Il punto è che se è vero che pur meditando non è automatico che dimori in uno stato di continua consapevolezza (quello vuol dire essere degli “Illuminati” o dei “Santi”: quindi qualcuno ci riesce ed è nel nostro potenziale) è altrettanto vero che a forza di meditare diventi sempre più consapevole ed in modo sempre più raffinato.
Immagino che tu sia stata raffinata nella comprensione della tua malinconia: Ad esempio quando non ti è chiaro quale è dei tre veleni, rimanendo in dubbio tra piacevole e spiacevole, stai già su due piani diversi di consapevolezza, e cogli un aspetto dei tre veleni, che ho solo accennato nell’articolo: Ognuno è legato all’altro (anche nell’immagine gli animali sono legati tra di loro). (ad esempio nella “confusione” del papà immagino potesse esserci anche la brama per i problemi del lavoro)
Mi spiego meglio: ad un livello di consapevolezza più superficiale non ci sono dubbi: essere indecisa è il veleno della “confusione e del dubbio”, ma tu vai oltre e riconosci che in essa c’è sia un po’ di piacevolezza e brama, sia di fastidio e repulsione. Quindi hai consapevolizzato la sensazione in modo più raffinato e completo. Sei andata oltre la semplice “etichetta”.
Per altro è il “vero lavoro” del meditatore e lo esprimi anche con questo commento. Non ti fermi a prendere per “oro colato” quello che dico, non ti fermi alla superfice, ma: 1) accogli il messaggio stimolo (fondamentale per una reale comprensione e crescita) e 2) lo metti in dubbio, vai oltre con senso critico e attento. In questo modo il messaggio è totalmente “tuo” ovvero rientra nel tuo bagaglio esperienziale di profonda comprensione. Non è un freddo: “lo ha detto quel tale in internet”.

-- Cosa farai --
A: Per ciascuna affermazione, di' se concorda con il testo sulla meditazione: rispondi sì o no e cita le parole del testo che lo decidono. (i) Meditare porta in automatico a uno stato di continua consapevolezza; (ii) i tre veleni sono legati l'uno all'altro; (iii) chi medita dovrebbe prendere per oro colato quello che gli viene detto.
B: Scrivi il seguito del testo sulla meditazione, partendo da dove si interrompe.

-- Contenuto del dataset --
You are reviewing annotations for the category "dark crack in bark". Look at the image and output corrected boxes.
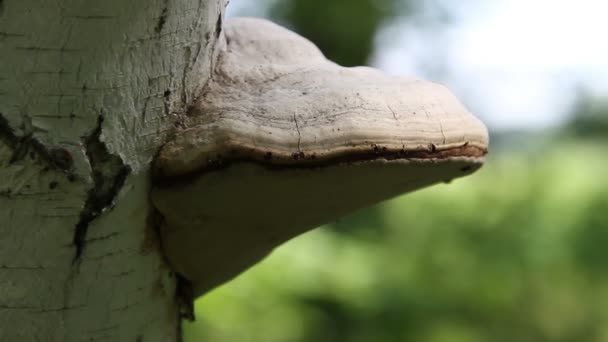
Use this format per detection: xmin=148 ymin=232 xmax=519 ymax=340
xmin=72 ymin=116 xmax=131 ymax=263
xmin=0 ymin=113 xmax=74 ymax=175
xmin=154 ymin=0 xmax=169 ymax=34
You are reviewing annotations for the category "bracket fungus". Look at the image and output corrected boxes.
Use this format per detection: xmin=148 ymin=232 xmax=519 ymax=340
xmin=151 ymin=18 xmax=488 ymax=295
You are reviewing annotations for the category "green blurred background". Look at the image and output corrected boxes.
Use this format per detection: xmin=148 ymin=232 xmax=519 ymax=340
xmin=184 ymin=0 xmax=608 ymax=342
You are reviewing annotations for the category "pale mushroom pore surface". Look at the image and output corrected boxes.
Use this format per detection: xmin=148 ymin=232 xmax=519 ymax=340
xmin=152 ymin=18 xmax=488 ymax=295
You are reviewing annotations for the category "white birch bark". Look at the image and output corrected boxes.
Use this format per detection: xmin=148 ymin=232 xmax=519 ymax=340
xmin=0 ymin=0 xmax=225 ymax=342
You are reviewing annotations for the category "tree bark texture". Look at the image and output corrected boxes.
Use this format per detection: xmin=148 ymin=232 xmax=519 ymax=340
xmin=0 ymin=0 xmax=225 ymax=342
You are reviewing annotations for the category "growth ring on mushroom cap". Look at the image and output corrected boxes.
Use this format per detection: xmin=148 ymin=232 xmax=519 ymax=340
xmin=152 ymin=18 xmax=488 ymax=293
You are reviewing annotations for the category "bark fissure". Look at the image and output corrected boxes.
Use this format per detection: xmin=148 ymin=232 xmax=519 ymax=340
xmin=154 ymin=0 xmax=169 ymax=35
xmin=72 ymin=116 xmax=131 ymax=263
xmin=0 ymin=113 xmax=74 ymax=175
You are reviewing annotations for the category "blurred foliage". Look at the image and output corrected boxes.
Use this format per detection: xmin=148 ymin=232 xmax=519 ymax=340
xmin=184 ymin=0 xmax=608 ymax=342
xmin=566 ymin=92 xmax=608 ymax=138
xmin=185 ymin=140 xmax=608 ymax=342
xmin=270 ymin=0 xmax=407 ymax=66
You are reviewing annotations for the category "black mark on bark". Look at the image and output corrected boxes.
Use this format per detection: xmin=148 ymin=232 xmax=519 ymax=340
xmin=154 ymin=0 xmax=169 ymax=34
xmin=175 ymin=274 xmax=195 ymax=321
xmin=163 ymin=89 xmax=171 ymax=115
xmin=0 ymin=113 xmax=74 ymax=177
xmin=215 ymin=13 xmax=222 ymax=40
xmin=72 ymin=116 xmax=131 ymax=263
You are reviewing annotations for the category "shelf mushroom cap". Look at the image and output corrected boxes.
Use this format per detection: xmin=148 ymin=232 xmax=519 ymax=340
xmin=152 ymin=18 xmax=488 ymax=295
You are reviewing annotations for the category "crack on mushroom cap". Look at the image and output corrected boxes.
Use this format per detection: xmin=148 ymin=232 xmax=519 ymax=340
xmin=153 ymin=18 xmax=488 ymax=179
xmin=151 ymin=18 xmax=488 ymax=296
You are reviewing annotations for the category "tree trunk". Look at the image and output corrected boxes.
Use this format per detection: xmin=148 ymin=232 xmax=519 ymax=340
xmin=0 ymin=0 xmax=225 ymax=342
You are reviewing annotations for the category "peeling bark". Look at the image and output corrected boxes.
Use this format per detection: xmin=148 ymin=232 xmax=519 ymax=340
xmin=0 ymin=0 xmax=225 ymax=342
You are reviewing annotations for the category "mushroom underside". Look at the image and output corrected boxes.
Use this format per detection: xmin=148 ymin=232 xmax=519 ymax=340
xmin=151 ymin=18 xmax=488 ymax=295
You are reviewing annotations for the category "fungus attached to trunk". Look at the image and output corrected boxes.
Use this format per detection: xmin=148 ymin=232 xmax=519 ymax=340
xmin=152 ymin=18 xmax=488 ymax=295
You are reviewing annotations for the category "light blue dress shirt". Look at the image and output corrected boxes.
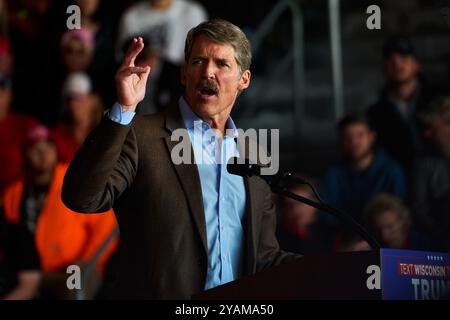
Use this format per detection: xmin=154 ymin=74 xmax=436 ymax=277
xmin=109 ymin=98 xmax=246 ymax=289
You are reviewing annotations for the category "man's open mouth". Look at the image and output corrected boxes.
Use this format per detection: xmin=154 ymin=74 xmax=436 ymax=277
xmin=200 ymin=88 xmax=217 ymax=97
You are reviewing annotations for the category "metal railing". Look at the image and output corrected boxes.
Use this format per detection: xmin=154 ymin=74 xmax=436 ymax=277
xmin=247 ymin=0 xmax=305 ymax=137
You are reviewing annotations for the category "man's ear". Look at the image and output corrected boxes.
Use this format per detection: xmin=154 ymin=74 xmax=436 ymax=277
xmin=238 ymin=69 xmax=252 ymax=91
xmin=180 ymin=63 xmax=186 ymax=87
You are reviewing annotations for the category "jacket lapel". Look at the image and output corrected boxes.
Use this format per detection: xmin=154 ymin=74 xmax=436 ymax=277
xmin=164 ymin=106 xmax=208 ymax=254
xmin=236 ymin=139 xmax=259 ymax=274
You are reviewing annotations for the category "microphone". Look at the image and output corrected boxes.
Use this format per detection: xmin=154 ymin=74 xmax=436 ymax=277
xmin=227 ymin=157 xmax=380 ymax=250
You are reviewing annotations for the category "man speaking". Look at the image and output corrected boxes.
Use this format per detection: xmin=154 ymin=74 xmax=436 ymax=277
xmin=62 ymin=19 xmax=298 ymax=299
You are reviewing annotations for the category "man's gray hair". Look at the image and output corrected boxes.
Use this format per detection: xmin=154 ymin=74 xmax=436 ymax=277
xmin=184 ymin=19 xmax=252 ymax=74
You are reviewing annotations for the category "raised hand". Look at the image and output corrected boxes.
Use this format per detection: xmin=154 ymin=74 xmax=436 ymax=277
xmin=115 ymin=37 xmax=150 ymax=112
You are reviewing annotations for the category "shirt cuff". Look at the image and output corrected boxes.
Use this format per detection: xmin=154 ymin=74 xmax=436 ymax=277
xmin=108 ymin=102 xmax=136 ymax=125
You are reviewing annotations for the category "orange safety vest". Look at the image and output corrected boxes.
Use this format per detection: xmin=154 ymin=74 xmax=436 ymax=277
xmin=3 ymin=164 xmax=118 ymax=273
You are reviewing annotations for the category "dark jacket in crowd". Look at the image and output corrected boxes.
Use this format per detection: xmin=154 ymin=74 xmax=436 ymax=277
xmin=409 ymin=154 xmax=450 ymax=251
xmin=367 ymin=80 xmax=443 ymax=174
xmin=320 ymin=148 xmax=406 ymax=220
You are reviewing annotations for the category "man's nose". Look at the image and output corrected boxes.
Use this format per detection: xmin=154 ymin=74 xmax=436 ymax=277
xmin=203 ymin=61 xmax=216 ymax=79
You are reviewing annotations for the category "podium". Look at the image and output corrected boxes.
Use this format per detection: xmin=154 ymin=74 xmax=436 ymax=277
xmin=192 ymin=251 xmax=382 ymax=300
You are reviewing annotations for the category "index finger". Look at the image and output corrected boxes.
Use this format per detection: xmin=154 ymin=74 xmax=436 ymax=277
xmin=123 ymin=37 xmax=144 ymax=67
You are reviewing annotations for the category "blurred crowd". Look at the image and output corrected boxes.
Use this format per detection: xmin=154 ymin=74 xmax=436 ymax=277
xmin=278 ymin=36 xmax=450 ymax=254
xmin=0 ymin=0 xmax=450 ymax=299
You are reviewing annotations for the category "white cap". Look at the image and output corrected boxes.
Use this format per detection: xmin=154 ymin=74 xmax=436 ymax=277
xmin=63 ymin=72 xmax=92 ymax=95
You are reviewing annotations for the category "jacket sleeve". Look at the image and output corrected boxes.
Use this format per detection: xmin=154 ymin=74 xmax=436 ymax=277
xmin=62 ymin=116 xmax=138 ymax=213
xmin=256 ymin=183 xmax=302 ymax=271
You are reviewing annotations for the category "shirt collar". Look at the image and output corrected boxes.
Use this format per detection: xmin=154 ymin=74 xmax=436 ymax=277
xmin=178 ymin=97 xmax=238 ymax=138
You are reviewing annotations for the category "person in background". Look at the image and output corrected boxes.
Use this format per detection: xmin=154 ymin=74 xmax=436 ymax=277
xmin=3 ymin=126 xmax=118 ymax=299
xmin=0 ymin=75 xmax=38 ymax=193
xmin=409 ymin=96 xmax=450 ymax=251
xmin=61 ymin=29 xmax=95 ymax=75
xmin=277 ymin=185 xmax=334 ymax=254
xmin=363 ymin=194 xmax=431 ymax=250
xmin=116 ymin=0 xmax=207 ymax=65
xmin=367 ymin=36 xmax=441 ymax=175
xmin=333 ymin=227 xmax=372 ymax=252
xmin=51 ymin=73 xmax=103 ymax=162
xmin=320 ymin=114 xmax=406 ymax=222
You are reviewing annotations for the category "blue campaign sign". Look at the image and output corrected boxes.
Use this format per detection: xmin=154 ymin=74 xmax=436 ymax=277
xmin=381 ymin=249 xmax=450 ymax=300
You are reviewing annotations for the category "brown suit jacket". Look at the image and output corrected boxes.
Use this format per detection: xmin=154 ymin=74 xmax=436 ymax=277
xmin=62 ymin=107 xmax=298 ymax=299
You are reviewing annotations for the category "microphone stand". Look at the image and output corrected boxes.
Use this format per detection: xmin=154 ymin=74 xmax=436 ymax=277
xmin=259 ymin=173 xmax=380 ymax=251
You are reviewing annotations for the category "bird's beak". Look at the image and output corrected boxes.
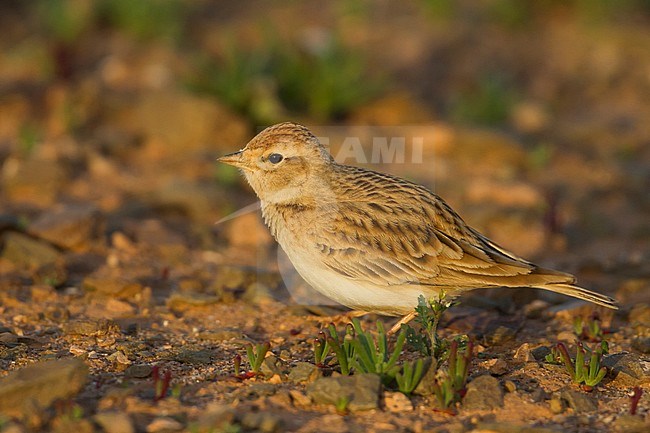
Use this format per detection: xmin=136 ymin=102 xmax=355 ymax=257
xmin=217 ymin=150 xmax=245 ymax=168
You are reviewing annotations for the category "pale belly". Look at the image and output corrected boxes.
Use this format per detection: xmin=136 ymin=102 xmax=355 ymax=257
xmin=281 ymin=244 xmax=437 ymax=316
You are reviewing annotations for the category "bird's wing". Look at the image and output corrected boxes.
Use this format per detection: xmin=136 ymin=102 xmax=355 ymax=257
xmin=316 ymin=169 xmax=567 ymax=288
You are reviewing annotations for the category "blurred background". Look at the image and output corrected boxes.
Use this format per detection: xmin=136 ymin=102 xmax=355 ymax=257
xmin=0 ymin=0 xmax=650 ymax=301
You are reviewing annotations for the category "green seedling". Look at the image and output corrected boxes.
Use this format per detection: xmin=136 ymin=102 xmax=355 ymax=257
xmin=557 ymin=343 xmax=607 ymax=392
xmin=233 ymin=342 xmax=271 ymax=380
xmin=433 ymin=340 xmax=474 ymax=410
xmin=544 ymin=346 xmax=562 ymax=365
xmin=313 ymin=331 xmax=331 ymax=368
xmin=327 ymin=319 xmax=358 ymax=376
xmin=573 ymin=312 xmax=605 ymax=342
xmin=402 ymin=291 xmax=453 ymax=360
xmin=352 ymin=319 xmax=406 ymax=385
xmin=334 ymin=395 xmax=350 ymax=415
xmin=395 ymin=358 xmax=424 ymax=395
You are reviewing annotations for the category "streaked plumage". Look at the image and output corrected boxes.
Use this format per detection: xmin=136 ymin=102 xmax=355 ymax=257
xmin=220 ymin=123 xmax=616 ymax=315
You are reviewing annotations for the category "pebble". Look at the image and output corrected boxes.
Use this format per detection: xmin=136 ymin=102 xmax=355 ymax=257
xmin=384 ymin=391 xmax=413 ymax=412
xmin=560 ymin=388 xmax=598 ymax=414
xmin=0 ymin=358 xmax=88 ymax=418
xmin=307 ymin=373 xmax=381 ymax=412
xmin=463 ymin=375 xmax=503 ymax=410
xmin=93 ymin=412 xmax=135 ymax=433
xmin=28 ymin=204 xmax=105 ymax=251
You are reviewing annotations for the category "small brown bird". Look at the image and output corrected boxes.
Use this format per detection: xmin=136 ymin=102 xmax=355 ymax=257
xmin=219 ymin=123 xmax=617 ymax=323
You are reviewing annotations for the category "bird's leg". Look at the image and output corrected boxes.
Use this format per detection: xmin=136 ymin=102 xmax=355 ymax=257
xmin=388 ymin=311 xmax=418 ymax=335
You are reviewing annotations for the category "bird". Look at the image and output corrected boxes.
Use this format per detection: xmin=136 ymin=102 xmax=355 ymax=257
xmin=218 ymin=122 xmax=618 ymax=329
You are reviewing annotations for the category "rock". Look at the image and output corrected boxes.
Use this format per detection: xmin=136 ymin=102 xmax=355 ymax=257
xmin=166 ymin=292 xmax=221 ymax=313
xmin=0 ymin=158 xmax=68 ymax=207
xmin=463 ymin=375 xmax=503 ymax=410
xmin=614 ymin=414 xmax=650 ymax=433
xmin=28 ymin=204 xmax=105 ymax=251
xmin=146 ymin=416 xmax=184 ymax=433
xmin=83 ymin=276 xmax=144 ymax=300
xmin=288 ymin=362 xmax=321 ymax=383
xmin=1 ymin=232 xmax=62 ymax=269
xmin=514 ymin=343 xmax=535 ymax=362
xmin=632 ymin=337 xmax=650 ymax=354
xmin=602 ymin=353 xmax=650 ymax=387
xmin=560 ymin=388 xmax=598 ymax=413
xmin=93 ymin=412 xmax=135 ymax=433
xmin=0 ymin=358 xmax=88 ymax=418
xmin=384 ymin=392 xmax=413 ymax=412
xmin=483 ymin=358 xmax=508 ymax=376
xmin=549 ymin=398 xmax=564 ymax=415
xmin=173 ymin=349 xmax=212 ymax=365
xmin=413 ymin=357 xmax=438 ymax=396
xmin=62 ymin=319 xmax=120 ymax=337
xmin=241 ymin=412 xmax=284 ymax=433
xmin=124 ymin=364 xmax=153 ymax=379
xmin=530 ymin=346 xmax=551 ymax=361
xmin=307 ymin=373 xmax=381 ymax=411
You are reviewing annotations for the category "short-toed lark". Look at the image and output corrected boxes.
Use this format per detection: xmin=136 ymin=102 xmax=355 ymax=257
xmin=219 ymin=123 xmax=617 ymax=324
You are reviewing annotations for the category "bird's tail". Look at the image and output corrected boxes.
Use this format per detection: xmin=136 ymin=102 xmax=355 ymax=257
xmin=533 ymin=283 xmax=618 ymax=310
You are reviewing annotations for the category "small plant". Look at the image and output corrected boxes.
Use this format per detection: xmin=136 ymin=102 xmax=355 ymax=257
xmin=402 ymin=291 xmax=453 ymax=360
xmin=395 ymin=358 xmax=424 ymax=395
xmin=151 ymin=365 xmax=172 ymax=402
xmin=313 ymin=331 xmax=331 ymax=367
xmin=557 ymin=343 xmax=607 ymax=392
xmin=327 ymin=319 xmax=358 ymax=376
xmin=630 ymin=386 xmax=643 ymax=415
xmin=334 ymin=395 xmax=350 ymax=415
xmin=433 ymin=340 xmax=474 ymax=410
xmin=246 ymin=342 xmax=271 ymax=375
xmin=573 ymin=312 xmax=605 ymax=342
xmin=544 ymin=346 xmax=562 ymax=365
xmin=352 ymin=319 xmax=406 ymax=384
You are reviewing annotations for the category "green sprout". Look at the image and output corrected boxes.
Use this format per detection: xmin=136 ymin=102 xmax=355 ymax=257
xmin=557 ymin=342 xmax=608 ymax=392
xmin=352 ymin=319 xmax=406 ymax=385
xmin=433 ymin=340 xmax=474 ymax=410
xmin=402 ymin=290 xmax=453 ymax=360
xmin=395 ymin=358 xmax=424 ymax=395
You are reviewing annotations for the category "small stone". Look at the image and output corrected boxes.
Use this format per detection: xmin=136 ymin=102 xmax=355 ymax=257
xmin=384 ymin=392 xmax=413 ymax=412
xmin=124 ymin=364 xmax=153 ymax=379
xmin=514 ymin=343 xmax=535 ymax=362
xmin=0 ymin=232 xmax=62 ymax=269
xmin=632 ymin=337 xmax=650 ymax=354
xmin=63 ymin=319 xmax=120 ymax=337
xmin=146 ymin=416 xmax=183 ymax=433
xmin=289 ymin=389 xmax=311 ymax=407
xmin=484 ymin=358 xmax=508 ymax=376
xmin=28 ymin=204 xmax=104 ymax=251
xmin=307 ymin=373 xmax=381 ymax=411
xmin=602 ymin=353 xmax=650 ymax=387
xmin=549 ymin=398 xmax=564 ymax=415
xmin=241 ymin=412 xmax=284 ymax=433
xmin=288 ymin=362 xmax=321 ymax=383
xmin=173 ymin=349 xmax=212 ymax=365
xmin=614 ymin=414 xmax=650 ymax=433
xmin=93 ymin=412 xmax=135 ymax=433
xmin=530 ymin=346 xmax=551 ymax=361
xmin=463 ymin=375 xmax=503 ymax=410
xmin=560 ymin=388 xmax=598 ymax=413
xmin=0 ymin=358 xmax=88 ymax=418
xmin=413 ymin=357 xmax=438 ymax=396
xmin=487 ymin=325 xmax=517 ymax=345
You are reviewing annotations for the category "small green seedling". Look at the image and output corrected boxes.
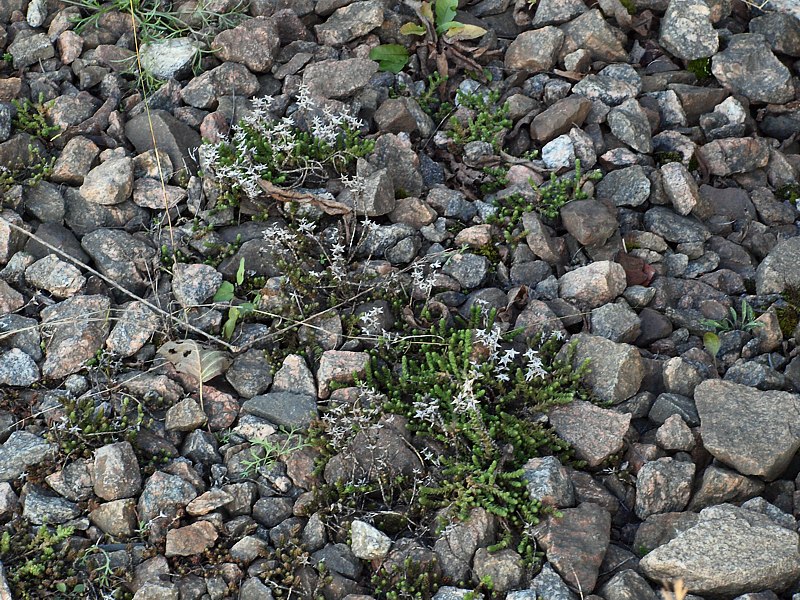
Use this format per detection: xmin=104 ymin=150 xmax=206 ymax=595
xmin=369 ymin=0 xmax=486 ymax=73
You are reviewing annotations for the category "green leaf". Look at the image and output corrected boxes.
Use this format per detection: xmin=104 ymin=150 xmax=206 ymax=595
xmin=222 ymin=306 xmax=239 ymax=340
xmin=369 ymin=43 xmax=410 ymax=73
xmin=434 ymin=0 xmax=458 ymax=31
xmin=398 ymin=23 xmax=427 ymax=35
xmin=703 ymin=331 xmax=720 ymax=357
xmin=212 ymin=281 xmax=233 ymax=302
xmin=236 ymin=256 xmax=244 ymax=285
xmin=444 ymin=21 xmax=486 ymax=42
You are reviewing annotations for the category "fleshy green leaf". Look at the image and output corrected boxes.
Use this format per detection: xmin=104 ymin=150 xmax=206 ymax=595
xmin=212 ymin=281 xmax=233 ymax=302
xmin=444 ymin=21 xmax=486 ymax=42
xmin=369 ymin=43 xmax=410 ymax=73
xmin=236 ymin=256 xmax=244 ymax=285
xmin=435 ymin=0 xmax=458 ymax=31
xmin=703 ymin=331 xmax=720 ymax=356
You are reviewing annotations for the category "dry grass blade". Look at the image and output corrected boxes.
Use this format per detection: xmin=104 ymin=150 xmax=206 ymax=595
xmin=661 ymin=579 xmax=689 ymax=600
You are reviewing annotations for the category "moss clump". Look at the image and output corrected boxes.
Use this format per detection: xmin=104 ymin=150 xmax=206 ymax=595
xmin=686 ymin=58 xmax=711 ymax=81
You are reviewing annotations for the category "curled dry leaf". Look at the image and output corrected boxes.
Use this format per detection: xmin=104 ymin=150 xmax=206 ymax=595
xmin=258 ymin=179 xmax=351 ymax=216
xmin=158 ymin=340 xmax=231 ymax=383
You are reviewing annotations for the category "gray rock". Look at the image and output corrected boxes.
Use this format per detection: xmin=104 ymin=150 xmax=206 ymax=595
xmin=25 ymin=254 xmax=86 ymax=298
xmin=0 ymin=348 xmax=40 ymax=387
xmin=534 ymin=502 xmax=611 ymax=593
xmin=635 ymin=458 xmax=695 ymax=520
xmin=164 ymin=521 xmax=219 ymax=558
xmin=572 ymin=74 xmax=639 ymax=106
xmin=644 ymin=206 xmax=711 ymax=244
xmin=656 ymin=415 xmax=695 ymax=452
xmin=661 ymin=162 xmax=700 ymax=215
xmin=89 ymin=498 xmax=138 ymax=538
xmin=442 ymin=252 xmax=491 ymax=289
xmin=549 ymin=400 xmax=635 ymax=467
xmin=522 ymin=456 xmax=575 ymax=508
xmin=558 ymin=260 xmax=627 ymax=309
xmin=687 ymin=464 xmax=764 ymax=511
xmin=125 ymin=110 xmax=201 ymax=179
xmin=573 ymin=334 xmax=644 ymax=403
xmin=600 ymin=569 xmax=659 ymax=600
xmin=0 ymin=431 xmax=58 ymax=481
xmin=25 ymin=181 xmax=66 ymax=223
xmin=140 ymin=37 xmax=199 ymax=79
xmin=647 ymin=393 xmax=700 ymax=427
xmin=608 ymin=98 xmax=653 ymax=153
xmin=658 ymin=0 xmax=719 ymax=60
xmin=212 ymin=17 xmax=280 ymax=73
xmin=172 ymin=263 xmax=222 ymax=308
xmin=472 ymin=548 xmax=525 ymax=594
xmin=695 ymin=380 xmax=800 ymax=479
xmin=94 ymin=442 xmax=142 ymax=501
xmin=80 ymin=157 xmax=133 ymax=205
xmin=561 ymin=200 xmax=619 ymax=246
xmin=106 ymin=300 xmax=160 ymax=356
xmin=81 ymin=229 xmax=158 ymax=295
xmin=242 ymin=392 xmax=317 ymax=428
xmin=542 ymin=134 xmax=575 ymax=170
xmin=756 ymin=237 xmax=800 ymax=296
xmin=8 ymin=33 xmax=56 ymax=69
xmin=590 ymin=301 xmax=641 ymax=344
xmin=0 ymin=314 xmax=42 ymax=361
xmin=532 ymin=563 xmax=578 ymax=600
xmin=314 ymin=1 xmax=383 ymax=47
xmin=253 ymin=496 xmax=292 ymax=528
xmin=749 ymin=11 xmax=800 ymax=58
xmin=133 ymin=173 xmax=187 ymax=211
xmin=21 ymin=485 xmax=81 ymax=525
xmin=530 ymin=95 xmax=592 ymax=143
xmin=711 ymin=33 xmax=794 ymax=104
xmin=697 ymin=138 xmax=769 ymax=177
xmin=504 ymin=27 xmax=564 ymax=72
xmin=137 ymin=471 xmax=197 ymax=522
xmin=532 ymin=0 xmax=587 ymax=27
xmin=303 ymin=58 xmax=380 ymax=99
xmin=639 ymin=504 xmax=800 ymax=597
xmin=433 ymin=508 xmax=497 ymax=581
xmin=41 ymin=295 xmax=111 ymax=379
xmin=597 ymin=165 xmax=651 ymax=206
xmin=225 ymin=350 xmax=272 ymax=398
xmin=164 ymin=398 xmax=207 ymax=431
xmin=561 ymin=8 xmax=628 ymax=62
xmin=350 ymin=519 xmax=392 ymax=560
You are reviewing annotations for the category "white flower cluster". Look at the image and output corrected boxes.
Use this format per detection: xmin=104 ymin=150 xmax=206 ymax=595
xmin=320 ymin=385 xmax=385 ymax=452
xmin=206 ymin=85 xmax=364 ymax=198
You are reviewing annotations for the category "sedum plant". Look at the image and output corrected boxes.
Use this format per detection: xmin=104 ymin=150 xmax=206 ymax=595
xmin=202 ymin=86 xmax=374 ymax=198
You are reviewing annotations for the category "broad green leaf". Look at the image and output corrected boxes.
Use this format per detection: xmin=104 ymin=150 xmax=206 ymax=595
xmin=444 ymin=23 xmax=486 ymax=42
xmin=369 ymin=43 xmax=410 ymax=73
xmin=212 ymin=281 xmax=233 ymax=302
xmin=419 ymin=2 xmax=433 ymax=23
xmin=703 ymin=331 xmax=720 ymax=357
xmin=236 ymin=256 xmax=244 ymax=285
xmin=158 ymin=340 xmax=231 ymax=383
xmin=435 ymin=0 xmax=458 ymax=31
xmin=398 ymin=23 xmax=426 ymax=35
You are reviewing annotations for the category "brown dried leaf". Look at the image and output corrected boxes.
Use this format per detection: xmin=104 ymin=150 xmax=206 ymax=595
xmin=258 ymin=179 xmax=352 ymax=216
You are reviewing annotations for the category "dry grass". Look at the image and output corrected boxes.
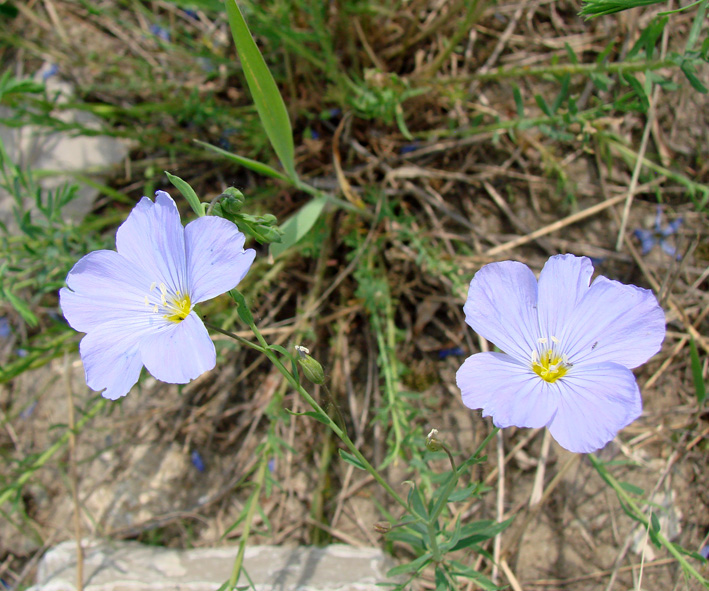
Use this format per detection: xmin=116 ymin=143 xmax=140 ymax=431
xmin=0 ymin=0 xmax=709 ymax=591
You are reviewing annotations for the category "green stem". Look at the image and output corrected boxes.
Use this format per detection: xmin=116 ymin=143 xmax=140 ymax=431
xmin=426 ymin=519 xmax=443 ymax=563
xmin=424 ymin=0 xmax=484 ymax=78
xmin=588 ymin=454 xmax=709 ymax=587
xmin=0 ymin=398 xmax=107 ymax=507
xmin=207 ymin=300 xmax=409 ymax=511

-- Risposte per compito --
A:
(i) No: «non è automatico che dimori in uno stato di continua consapevolezza»
(ii) Sì: «Ognuno è legato all’altro»
(iii) No: «Non ti fermi a prendere per “oro colato” quello che dico»

B:
Accogliere ed indagare, questo è il cuore della meditazione vipassana. L’utilità della meditazione sta nel fatto che è un percorso di crescita. Già il solo percorso è un meraviglioso processo di crescita a prescindere del punto in cui arrivi: a me basta guardare come ero prima per rendermene conto.
Grazie per la tua ricca riflessione
Ma questo articolo dimostra precisamente che la meditazione non basta ad evitare di dimenticare le cose, ne è la prova che solo qualche settimana fa tu stesso avevi il dubbio di aver lasciato il gas aperto, evidentemente, nonostante la meditazione, non eri pienamente consapevole mentre lo chiudevi (perchè mi auguro che alla fine tu lo abbia trovato chiuso), la meditazione non è stata sufficiente.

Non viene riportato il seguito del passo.